**READING TEXT:**
= = =

By Emelie Rutherford
The House Armed Services Committee (HASC) was poised last night to weigh proposals to buy more F/A-18 E/F fighter jets and compel the Pentagon to account for any illegal government subsidies received by companies vying to build the tanker aircraft.
The committee, as part of its all-day markup of the fiscal year 2011 defense authorization bill, also was expected to pass an amendment last night limiting the Navy to retiring only two ships for every three new vessels it brings into the fleet.
During the bill-writing session yesterday, the panel formally endorsed plans, approved last week at the subcommittee level, to authorize spending $485.1 million for the F-35 Joint Strike Fighter second and alternate engine, a General Electric [GE]-Rolls-Royce effort Congress consistently funds over Pentagon objections.
The panel did not recommend buying any more of Boeing‘s [BA] C-17 cargo aircraft, and no amendments to fund more of them were offered or talked about as of Defense Daily‘s deadline last night.
Defense Secretary Robert Gates has pledged to recommend President Barack Obama veto defense legislation backing the second engine and more C-17s.
The HASC bill authorizes Pentagon funding, which is officially approved with the separate appropriations bill that the House and Senate appropriations committees still are crafting behind the scenes.

= = =

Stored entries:
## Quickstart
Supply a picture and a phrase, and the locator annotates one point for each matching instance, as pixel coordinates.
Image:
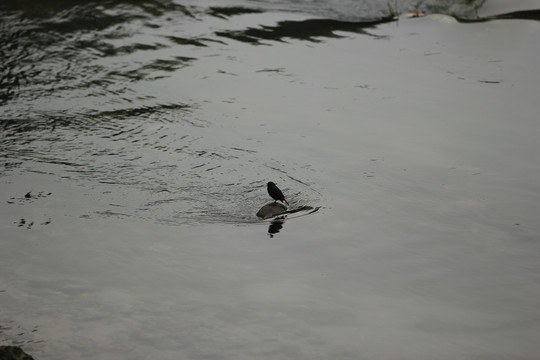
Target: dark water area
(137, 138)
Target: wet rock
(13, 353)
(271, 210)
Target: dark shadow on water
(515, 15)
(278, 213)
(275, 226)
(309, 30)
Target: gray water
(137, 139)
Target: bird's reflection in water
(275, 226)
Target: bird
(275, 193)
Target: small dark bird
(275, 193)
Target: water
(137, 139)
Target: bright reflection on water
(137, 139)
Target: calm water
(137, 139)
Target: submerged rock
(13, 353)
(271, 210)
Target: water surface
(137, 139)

= = =

**TASK DIRECTIONS:** Continue the article on the House Armed Services Committee's defense bill markup, starting after its last sentence.

**EXERCISE OUTPUT:**
HASC Air and Land Forces subcommittee Chairman Adam Smith (D-Wash.) was expected to offer an Air Force tanker-related amendment last night, after press time. It was expected to call on the Pentagon to review the impact on the tanker competition by government subsidies deemed illegal by the World Trade Organization (WTO).
The WTO issued a report in March, which the European Union is expected to appeal, saying some European government aid to European firm Airbus was illegal. European Aeronautic Defence and Space Co. (EADS), Airbus’ parent company, is competing against Boeing for the tanker contract.
Smith’s amendment was expected to be supported by Boeing backers on the HASC, who hail from states with Boeing facilities including Washington. Yet the committee also has members from Alabama who support EADS’s bid because the European firm could partly build the planes in their state.
Also yesterday, Rep. Todd Akin (R-Mo.) tried to garner Democratic support, behind the scenes, for authorizing $640 million to buy eight additional F/A-18 E/Fs from Boeing. Yet key Democrats remained concerned about where a corresponding reduction would be made in the bill to pay for the additional fighters, according to lawmakers and aides. Akin, ranking member of the Seapower and Expeditionary Forces subcommittee, was considering proposing an amendment that would take some of the money for the F/A-18 E/Fs from a new so-called “rapid-innovation fund” established in the defense bill this year.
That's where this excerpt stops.